Work instructions –
Count how many lines in the items below contain the word "white", and reply with that number alone.

Records to process –
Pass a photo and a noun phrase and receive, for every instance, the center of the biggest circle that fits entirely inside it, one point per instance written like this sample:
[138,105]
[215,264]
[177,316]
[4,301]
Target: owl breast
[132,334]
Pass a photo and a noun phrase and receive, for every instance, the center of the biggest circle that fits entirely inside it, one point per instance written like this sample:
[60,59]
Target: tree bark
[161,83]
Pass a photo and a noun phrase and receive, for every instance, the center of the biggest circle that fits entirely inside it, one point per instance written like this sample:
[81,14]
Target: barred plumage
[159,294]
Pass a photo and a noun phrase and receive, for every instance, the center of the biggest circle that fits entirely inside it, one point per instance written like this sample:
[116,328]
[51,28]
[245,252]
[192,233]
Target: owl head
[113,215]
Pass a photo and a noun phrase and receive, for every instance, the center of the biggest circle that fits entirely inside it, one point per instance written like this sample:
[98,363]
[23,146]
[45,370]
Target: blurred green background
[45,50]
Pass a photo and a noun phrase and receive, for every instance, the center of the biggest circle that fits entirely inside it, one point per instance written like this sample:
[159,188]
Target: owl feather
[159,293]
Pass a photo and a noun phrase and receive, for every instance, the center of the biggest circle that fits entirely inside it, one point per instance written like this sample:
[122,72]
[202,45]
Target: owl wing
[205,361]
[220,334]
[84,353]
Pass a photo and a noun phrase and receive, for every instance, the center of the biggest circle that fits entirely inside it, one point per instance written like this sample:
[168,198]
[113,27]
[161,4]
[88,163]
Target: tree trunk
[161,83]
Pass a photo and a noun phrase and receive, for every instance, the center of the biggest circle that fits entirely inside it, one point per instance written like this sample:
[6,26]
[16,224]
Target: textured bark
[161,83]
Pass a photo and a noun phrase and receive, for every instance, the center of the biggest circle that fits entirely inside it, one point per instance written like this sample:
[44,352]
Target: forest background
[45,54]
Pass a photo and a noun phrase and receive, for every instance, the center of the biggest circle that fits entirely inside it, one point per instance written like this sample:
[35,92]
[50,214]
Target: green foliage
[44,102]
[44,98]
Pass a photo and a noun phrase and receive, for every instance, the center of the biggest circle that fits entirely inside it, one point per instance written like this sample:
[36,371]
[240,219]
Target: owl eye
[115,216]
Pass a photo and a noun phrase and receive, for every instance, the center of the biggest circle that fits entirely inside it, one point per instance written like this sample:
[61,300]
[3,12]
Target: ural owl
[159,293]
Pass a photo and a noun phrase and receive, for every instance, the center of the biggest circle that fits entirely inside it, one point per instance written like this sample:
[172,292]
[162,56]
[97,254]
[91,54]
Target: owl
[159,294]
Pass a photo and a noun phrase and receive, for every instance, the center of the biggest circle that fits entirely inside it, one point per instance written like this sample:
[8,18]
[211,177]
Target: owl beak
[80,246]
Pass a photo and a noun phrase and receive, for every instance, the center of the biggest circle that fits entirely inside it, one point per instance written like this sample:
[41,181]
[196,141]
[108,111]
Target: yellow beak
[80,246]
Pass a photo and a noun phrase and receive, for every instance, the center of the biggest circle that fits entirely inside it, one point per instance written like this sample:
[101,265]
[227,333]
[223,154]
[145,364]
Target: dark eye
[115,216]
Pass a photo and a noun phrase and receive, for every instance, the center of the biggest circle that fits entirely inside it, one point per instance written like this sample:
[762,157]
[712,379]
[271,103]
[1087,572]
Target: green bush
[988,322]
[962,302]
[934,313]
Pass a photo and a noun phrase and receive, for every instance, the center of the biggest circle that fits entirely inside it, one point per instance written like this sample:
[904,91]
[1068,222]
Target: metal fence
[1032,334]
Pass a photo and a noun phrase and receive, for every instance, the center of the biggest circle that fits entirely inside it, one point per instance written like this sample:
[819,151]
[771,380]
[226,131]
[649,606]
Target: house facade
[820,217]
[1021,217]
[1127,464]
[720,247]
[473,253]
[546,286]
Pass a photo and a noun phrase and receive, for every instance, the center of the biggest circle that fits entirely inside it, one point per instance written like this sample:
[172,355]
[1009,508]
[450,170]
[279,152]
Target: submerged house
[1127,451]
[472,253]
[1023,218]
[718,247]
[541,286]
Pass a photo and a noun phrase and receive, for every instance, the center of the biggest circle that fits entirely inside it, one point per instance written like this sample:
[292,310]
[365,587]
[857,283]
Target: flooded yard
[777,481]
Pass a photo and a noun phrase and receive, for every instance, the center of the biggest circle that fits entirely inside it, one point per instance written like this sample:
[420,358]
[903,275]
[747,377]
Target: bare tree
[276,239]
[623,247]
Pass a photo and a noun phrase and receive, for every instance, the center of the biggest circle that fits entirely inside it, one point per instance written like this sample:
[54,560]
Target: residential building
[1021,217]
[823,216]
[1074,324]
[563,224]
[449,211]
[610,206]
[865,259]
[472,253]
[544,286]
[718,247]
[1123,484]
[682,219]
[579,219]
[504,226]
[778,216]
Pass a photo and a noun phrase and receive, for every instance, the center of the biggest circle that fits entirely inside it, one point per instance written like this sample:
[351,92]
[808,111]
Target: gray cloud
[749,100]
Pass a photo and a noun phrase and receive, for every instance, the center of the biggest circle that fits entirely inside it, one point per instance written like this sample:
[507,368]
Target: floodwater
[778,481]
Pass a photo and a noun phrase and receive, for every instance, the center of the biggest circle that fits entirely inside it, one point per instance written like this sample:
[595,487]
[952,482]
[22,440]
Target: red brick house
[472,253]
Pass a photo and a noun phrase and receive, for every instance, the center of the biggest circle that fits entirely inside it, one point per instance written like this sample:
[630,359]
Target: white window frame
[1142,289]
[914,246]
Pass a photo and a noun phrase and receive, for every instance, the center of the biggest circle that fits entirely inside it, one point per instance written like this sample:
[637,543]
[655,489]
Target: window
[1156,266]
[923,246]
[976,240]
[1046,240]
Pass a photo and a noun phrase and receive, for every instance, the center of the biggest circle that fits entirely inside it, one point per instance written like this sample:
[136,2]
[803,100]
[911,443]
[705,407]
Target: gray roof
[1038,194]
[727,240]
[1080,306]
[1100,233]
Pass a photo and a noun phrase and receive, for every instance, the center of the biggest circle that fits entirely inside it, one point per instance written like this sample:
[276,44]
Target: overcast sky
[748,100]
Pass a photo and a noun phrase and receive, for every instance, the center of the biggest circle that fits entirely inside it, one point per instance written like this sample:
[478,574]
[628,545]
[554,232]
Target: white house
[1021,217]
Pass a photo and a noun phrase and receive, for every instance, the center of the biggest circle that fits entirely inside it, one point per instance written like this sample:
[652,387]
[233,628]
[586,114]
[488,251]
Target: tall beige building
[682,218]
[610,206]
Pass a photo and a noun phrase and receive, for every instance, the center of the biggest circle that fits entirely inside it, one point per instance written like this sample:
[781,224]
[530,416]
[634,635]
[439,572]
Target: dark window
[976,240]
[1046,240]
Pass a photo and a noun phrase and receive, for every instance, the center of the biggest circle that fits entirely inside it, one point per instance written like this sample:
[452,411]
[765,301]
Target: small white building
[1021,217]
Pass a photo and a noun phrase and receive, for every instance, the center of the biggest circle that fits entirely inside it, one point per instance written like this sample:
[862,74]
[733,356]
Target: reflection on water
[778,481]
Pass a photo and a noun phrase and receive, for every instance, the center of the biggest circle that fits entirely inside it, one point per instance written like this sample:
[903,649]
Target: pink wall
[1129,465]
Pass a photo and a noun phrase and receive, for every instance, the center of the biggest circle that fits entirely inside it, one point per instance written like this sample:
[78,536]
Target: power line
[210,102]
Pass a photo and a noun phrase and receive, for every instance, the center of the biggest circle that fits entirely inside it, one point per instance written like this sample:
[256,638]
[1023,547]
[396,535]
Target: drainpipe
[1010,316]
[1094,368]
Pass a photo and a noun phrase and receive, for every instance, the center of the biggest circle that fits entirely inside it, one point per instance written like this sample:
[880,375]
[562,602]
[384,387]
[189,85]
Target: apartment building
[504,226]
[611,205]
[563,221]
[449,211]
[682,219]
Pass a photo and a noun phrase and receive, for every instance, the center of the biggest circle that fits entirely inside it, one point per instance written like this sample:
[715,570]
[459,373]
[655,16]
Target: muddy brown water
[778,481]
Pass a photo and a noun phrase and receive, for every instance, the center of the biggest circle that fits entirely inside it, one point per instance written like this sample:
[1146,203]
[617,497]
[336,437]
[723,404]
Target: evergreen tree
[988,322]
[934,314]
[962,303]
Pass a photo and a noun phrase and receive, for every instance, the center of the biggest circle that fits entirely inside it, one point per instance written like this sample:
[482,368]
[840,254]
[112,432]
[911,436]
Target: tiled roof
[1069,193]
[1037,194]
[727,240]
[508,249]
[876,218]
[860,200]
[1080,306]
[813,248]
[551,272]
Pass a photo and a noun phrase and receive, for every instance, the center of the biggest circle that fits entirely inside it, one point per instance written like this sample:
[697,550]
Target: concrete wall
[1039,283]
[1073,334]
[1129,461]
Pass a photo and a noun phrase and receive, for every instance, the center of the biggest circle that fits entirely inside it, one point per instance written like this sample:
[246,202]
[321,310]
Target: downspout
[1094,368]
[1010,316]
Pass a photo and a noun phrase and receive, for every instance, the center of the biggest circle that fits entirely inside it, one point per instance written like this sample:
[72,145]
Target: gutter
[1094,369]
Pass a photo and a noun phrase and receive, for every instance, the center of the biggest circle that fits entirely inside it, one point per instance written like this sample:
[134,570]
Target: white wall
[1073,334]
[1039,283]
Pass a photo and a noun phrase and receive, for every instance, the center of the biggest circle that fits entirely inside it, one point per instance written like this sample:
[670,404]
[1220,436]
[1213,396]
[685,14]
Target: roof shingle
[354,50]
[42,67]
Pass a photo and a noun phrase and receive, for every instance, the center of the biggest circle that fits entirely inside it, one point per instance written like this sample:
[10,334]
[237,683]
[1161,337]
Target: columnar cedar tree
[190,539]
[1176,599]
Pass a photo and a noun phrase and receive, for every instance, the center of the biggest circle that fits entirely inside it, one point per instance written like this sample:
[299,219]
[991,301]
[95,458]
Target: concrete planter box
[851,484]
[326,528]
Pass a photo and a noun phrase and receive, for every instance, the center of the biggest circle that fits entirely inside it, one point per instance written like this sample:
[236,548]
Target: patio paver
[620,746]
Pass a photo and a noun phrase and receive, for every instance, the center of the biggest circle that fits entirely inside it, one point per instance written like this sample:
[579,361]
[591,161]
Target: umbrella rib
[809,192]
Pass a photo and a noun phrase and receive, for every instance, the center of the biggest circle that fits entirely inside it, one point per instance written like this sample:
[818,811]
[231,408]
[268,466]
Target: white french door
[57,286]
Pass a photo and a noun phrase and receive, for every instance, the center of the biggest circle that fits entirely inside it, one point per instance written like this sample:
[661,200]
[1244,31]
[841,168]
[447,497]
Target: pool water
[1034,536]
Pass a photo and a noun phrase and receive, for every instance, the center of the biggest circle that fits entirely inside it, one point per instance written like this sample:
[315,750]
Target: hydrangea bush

Result of this task –
5